**WHAT TO PRODUCE**:
Write each entry out again, exactly as it is written.

Dataset entries
....
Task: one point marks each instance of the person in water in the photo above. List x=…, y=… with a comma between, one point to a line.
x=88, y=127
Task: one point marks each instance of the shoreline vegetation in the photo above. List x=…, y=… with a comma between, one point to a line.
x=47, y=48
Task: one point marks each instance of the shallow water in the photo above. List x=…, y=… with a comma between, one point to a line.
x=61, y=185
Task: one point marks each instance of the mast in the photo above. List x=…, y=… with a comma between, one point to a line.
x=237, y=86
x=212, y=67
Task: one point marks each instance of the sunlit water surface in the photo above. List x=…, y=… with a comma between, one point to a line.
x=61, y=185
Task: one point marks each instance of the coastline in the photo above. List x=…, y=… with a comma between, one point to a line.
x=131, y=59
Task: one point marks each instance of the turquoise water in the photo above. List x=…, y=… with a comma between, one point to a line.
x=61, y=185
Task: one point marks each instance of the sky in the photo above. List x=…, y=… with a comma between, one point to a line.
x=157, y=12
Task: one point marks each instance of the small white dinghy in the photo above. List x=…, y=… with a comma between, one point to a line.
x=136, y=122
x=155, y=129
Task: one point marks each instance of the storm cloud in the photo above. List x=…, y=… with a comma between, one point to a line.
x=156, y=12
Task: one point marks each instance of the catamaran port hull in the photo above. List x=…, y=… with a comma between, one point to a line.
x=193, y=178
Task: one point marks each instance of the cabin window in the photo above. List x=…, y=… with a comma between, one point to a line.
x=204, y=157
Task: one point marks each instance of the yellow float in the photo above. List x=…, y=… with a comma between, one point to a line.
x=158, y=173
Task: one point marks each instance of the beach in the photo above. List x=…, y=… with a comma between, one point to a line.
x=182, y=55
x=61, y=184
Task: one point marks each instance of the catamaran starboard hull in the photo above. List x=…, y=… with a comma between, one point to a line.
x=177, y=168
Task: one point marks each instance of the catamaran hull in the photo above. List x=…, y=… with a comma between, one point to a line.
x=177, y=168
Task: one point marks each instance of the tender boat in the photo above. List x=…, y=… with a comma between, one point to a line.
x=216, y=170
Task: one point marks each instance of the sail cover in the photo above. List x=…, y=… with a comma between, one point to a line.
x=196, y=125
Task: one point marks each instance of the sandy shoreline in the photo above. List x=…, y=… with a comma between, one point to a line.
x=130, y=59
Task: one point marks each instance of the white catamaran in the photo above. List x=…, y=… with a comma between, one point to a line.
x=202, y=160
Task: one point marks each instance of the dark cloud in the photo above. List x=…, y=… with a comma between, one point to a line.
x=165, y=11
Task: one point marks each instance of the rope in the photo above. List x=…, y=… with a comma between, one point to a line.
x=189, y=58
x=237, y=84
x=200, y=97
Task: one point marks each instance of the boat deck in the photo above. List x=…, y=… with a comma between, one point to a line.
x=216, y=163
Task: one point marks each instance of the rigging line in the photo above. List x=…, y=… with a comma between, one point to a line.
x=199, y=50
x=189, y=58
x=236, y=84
....
**OUTPUT FOR THIS TASK**:
Task: one point marks each instance of the person in water in the photo above. List x=…, y=… with a comma between, one point to a line.
x=88, y=127
Task: one point marks each instance of the shoreline vegetation in the photo above. List x=…, y=… with a comma between, one point to a line.
x=47, y=48
Task: one point marks each instance of the shallow water in the photo above. List x=…, y=… with a comma between, one point to a line.
x=61, y=185
Task: one point marks each instance of the mast in the photo above. List x=…, y=… with a comma between, one point to a line.
x=237, y=86
x=212, y=67
Task: one point marks each instance of the sunlit water surface in the photo above. List x=…, y=… with a comma between, one point to a line.
x=61, y=185
Task: one point marks each instance of the coastline in the photo above. List x=…, y=… with a comma between, one point to a line.
x=131, y=59
Task: one point marks each instance of the turquoise water in the photo above. List x=…, y=… with a comma between, one point to a line.
x=61, y=185
Task: one point marks each instance of the sky in the photo above. List x=…, y=… with a comma between, one point to a line.
x=157, y=12
Task: one point marks each instance of the small white dinghy in the photo above. List x=…, y=… with a comma between, one point to a line.
x=136, y=122
x=155, y=129
Task: one point marks each instance of the storm cloud in the photo above. List x=…, y=… with a comma between, one point to a line.
x=156, y=12
Task: one point marks each instance of the catamaran port hull in the photo above. List x=…, y=… with a comma between, one point to a line.
x=193, y=178
Task: one point marks each instance of the cabin window in the photo above. List x=…, y=… with a comma between, one point to a line.
x=204, y=157
Task: one point marks each instance of the yellow float in the photo above. List x=…, y=… with a comma between, one point to a line.
x=158, y=173
Task: one point marks each instance of the beach in the photo above. List x=…, y=… with a comma between, one point to a line.
x=182, y=55
x=61, y=184
Task: one point marks each instance of the catamaran starboard hull in the photo above. List x=…, y=… with a comma between, one point to a line.
x=177, y=168
Task: one point marks each instance of the catamaran hull in the photo above. List x=…, y=… with a comma between, one point to a line.
x=177, y=168
Task: one point marks each instance of the tender boat in the photo above. List x=…, y=… with a comma between, one point to a line.
x=216, y=170
Task: one point marks each instance of the sail cover in the photo above. List x=…, y=… with a comma between, one point to a line.
x=196, y=125
Task: one point marks each instance of the sandy shoreline in the photo above. List x=…, y=… with a comma between, one point to a line.
x=130, y=59
Task: one point marks each instance of the white catamaran in the photo above. List x=…, y=… with a comma between, one point to a line.
x=202, y=160
Task: one point marks each instance of the dark cloud in the photo above. List x=…, y=… with a comma between, one point to a line.
x=165, y=11
Task: one point marks each instance of the rope in the photo above. List x=…, y=… with a comma between, one point to a line.
x=189, y=58
x=237, y=84
x=200, y=97
Task: one point marks each instance of the boat deck in the photo above. List x=…, y=… with a comma between, one point to a line.
x=216, y=163
Task: one point marks each instance of the rigging line in the photo above. List x=…, y=… with a comma between, one point to a line.
x=199, y=50
x=189, y=58
x=236, y=84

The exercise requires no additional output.